Task goal:
Note each line in the data below that holds "number", and copy it.

Segment Start: Excerpted records

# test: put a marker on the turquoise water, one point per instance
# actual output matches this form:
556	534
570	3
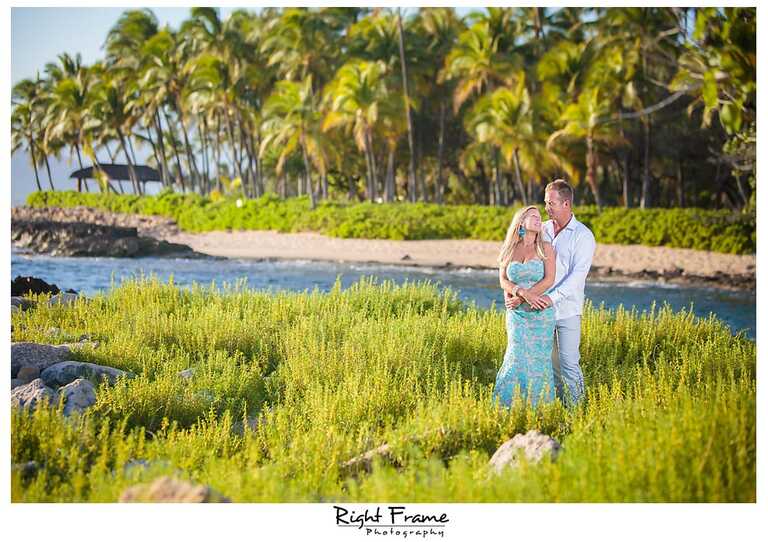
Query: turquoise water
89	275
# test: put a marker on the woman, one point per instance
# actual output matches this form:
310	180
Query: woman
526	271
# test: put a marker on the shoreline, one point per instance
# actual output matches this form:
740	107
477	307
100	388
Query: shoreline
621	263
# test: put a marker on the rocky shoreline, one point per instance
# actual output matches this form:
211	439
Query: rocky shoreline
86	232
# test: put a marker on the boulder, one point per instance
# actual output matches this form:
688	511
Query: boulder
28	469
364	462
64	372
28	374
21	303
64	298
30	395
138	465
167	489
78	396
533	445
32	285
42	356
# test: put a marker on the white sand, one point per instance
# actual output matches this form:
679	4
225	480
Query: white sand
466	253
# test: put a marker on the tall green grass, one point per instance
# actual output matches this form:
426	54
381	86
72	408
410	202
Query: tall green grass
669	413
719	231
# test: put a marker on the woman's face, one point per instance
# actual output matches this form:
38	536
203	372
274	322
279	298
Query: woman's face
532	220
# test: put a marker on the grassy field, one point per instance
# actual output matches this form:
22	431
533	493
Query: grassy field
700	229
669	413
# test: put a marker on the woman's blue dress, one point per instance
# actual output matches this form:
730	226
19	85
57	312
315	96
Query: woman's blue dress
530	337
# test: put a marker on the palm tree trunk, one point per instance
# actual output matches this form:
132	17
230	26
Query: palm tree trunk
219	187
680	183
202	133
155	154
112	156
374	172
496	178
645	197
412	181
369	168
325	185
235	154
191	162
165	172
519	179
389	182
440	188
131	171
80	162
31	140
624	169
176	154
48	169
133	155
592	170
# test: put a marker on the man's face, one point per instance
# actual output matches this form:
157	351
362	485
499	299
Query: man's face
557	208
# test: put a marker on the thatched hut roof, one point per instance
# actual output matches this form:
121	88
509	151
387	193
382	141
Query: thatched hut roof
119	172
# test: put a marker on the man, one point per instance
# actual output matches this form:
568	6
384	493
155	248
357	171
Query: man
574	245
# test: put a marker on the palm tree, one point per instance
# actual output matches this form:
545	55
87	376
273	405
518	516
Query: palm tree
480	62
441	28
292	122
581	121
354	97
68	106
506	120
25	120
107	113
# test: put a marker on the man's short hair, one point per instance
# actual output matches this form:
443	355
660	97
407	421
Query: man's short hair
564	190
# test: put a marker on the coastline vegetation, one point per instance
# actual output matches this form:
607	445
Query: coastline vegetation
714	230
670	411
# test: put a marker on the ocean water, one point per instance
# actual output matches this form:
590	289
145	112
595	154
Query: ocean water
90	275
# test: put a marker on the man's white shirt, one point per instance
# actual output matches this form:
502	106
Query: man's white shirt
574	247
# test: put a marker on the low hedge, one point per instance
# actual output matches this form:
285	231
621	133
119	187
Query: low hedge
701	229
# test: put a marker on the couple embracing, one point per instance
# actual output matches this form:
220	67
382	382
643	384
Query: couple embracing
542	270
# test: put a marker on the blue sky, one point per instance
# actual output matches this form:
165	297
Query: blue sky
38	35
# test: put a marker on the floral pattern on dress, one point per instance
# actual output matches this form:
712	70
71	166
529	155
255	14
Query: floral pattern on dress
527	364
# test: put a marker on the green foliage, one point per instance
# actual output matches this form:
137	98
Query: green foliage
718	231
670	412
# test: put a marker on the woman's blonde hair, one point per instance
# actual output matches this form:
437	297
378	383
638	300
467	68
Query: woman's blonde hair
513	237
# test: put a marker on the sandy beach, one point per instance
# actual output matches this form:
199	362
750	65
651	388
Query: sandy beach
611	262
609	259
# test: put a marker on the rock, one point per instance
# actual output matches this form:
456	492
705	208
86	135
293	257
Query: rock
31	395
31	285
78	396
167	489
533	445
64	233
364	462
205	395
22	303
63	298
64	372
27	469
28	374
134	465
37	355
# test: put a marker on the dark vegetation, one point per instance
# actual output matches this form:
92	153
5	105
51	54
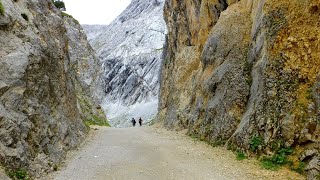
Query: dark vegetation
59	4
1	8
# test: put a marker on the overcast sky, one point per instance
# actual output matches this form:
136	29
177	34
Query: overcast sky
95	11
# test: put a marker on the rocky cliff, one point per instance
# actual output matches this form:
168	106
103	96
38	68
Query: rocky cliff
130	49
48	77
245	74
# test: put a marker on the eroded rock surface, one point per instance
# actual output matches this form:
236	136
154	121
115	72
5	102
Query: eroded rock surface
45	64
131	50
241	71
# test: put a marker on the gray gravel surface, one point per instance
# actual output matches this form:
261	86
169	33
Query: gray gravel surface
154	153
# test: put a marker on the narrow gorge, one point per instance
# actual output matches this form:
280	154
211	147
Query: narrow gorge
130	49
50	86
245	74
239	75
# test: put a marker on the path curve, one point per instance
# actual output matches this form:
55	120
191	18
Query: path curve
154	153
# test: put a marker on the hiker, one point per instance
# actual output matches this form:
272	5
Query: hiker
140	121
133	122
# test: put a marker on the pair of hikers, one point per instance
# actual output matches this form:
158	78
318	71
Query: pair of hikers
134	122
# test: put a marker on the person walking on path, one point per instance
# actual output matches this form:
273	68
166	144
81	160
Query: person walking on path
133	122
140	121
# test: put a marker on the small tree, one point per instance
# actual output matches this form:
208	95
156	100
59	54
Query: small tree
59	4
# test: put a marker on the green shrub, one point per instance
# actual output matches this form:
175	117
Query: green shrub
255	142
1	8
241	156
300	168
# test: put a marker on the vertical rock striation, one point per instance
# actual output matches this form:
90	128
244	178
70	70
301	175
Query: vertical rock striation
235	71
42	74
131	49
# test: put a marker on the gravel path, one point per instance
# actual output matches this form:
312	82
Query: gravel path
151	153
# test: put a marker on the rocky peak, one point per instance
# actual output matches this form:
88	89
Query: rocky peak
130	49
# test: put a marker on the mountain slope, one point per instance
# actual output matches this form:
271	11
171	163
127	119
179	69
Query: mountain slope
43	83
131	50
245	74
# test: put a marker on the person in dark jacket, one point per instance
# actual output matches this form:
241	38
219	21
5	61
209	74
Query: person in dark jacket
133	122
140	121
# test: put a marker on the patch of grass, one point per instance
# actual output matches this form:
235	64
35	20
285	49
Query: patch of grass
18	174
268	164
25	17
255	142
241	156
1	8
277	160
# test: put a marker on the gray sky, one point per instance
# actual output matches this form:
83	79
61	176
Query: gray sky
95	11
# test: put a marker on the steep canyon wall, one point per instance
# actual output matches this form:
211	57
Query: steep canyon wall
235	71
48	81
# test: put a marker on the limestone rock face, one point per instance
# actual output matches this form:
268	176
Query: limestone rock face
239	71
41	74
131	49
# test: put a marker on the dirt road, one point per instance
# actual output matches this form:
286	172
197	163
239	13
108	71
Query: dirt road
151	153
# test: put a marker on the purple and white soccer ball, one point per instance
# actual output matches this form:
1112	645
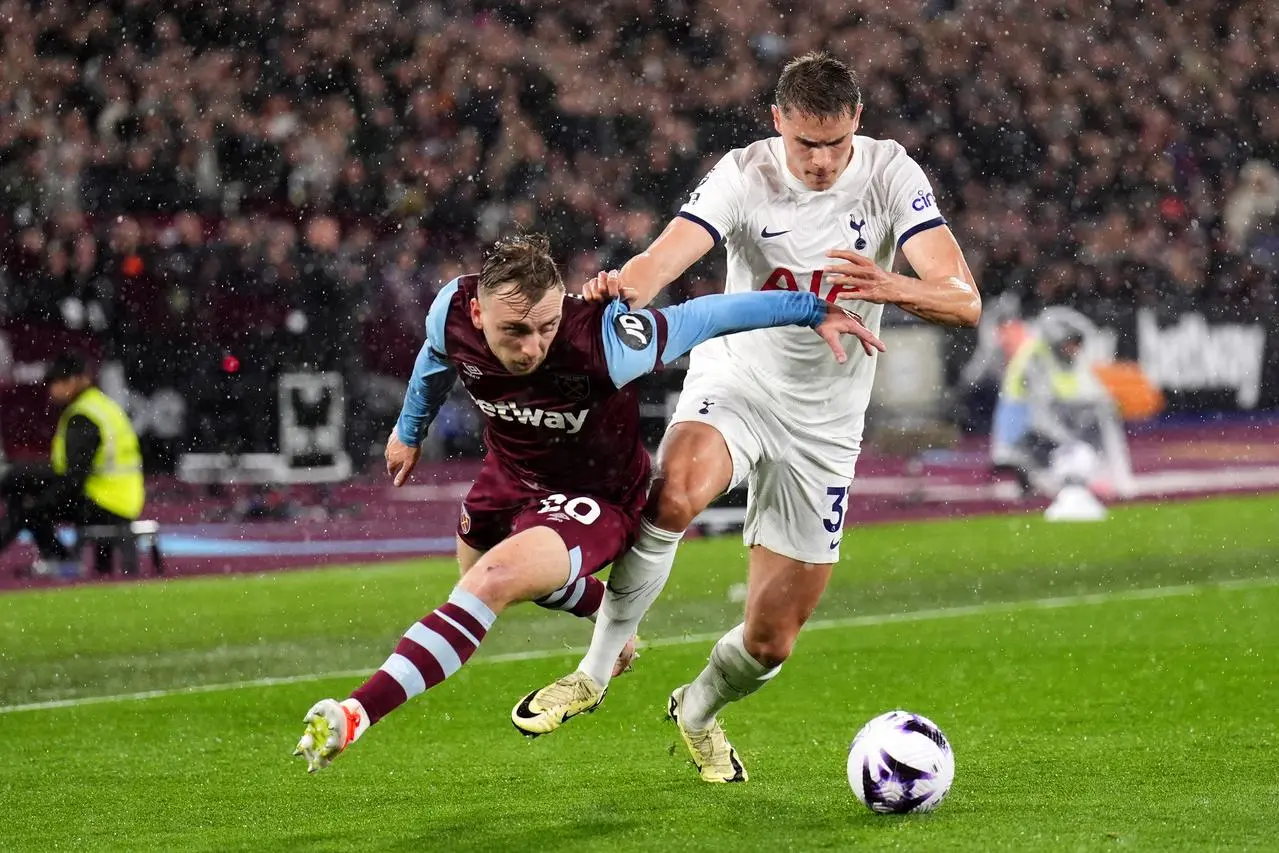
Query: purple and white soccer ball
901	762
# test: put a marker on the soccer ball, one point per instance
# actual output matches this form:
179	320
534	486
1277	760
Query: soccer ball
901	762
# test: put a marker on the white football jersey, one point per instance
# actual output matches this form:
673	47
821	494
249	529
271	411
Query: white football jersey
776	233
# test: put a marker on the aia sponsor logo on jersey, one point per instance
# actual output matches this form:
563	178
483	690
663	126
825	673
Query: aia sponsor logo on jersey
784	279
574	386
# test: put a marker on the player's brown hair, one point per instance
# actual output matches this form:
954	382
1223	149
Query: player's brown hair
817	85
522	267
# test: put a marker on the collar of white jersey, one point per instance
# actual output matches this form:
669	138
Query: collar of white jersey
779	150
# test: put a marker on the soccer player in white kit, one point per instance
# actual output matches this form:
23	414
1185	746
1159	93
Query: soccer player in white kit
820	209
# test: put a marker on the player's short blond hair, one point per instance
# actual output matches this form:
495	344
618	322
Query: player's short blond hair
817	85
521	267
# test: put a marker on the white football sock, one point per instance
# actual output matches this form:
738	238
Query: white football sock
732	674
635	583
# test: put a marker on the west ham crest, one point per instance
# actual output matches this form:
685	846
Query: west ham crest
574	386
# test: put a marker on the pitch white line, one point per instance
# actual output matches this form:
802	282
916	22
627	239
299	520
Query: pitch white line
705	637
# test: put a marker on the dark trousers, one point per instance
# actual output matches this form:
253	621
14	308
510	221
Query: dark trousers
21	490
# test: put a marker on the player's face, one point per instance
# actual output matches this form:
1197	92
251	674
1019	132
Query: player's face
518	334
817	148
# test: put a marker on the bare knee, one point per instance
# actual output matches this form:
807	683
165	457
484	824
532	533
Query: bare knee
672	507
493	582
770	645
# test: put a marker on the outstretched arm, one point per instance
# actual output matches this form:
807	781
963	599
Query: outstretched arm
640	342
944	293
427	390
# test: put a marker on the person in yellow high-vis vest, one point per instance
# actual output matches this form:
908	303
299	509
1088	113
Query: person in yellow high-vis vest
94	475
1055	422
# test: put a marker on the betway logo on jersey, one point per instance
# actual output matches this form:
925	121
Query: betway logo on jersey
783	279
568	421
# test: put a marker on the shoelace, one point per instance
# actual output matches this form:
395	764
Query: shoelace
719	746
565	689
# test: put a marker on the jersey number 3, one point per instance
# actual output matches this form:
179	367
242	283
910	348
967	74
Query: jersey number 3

Segment End: Excerpted records

Written reply:
# test: put a marker on the jersey number 3, one point per instance
Query: jersey number 3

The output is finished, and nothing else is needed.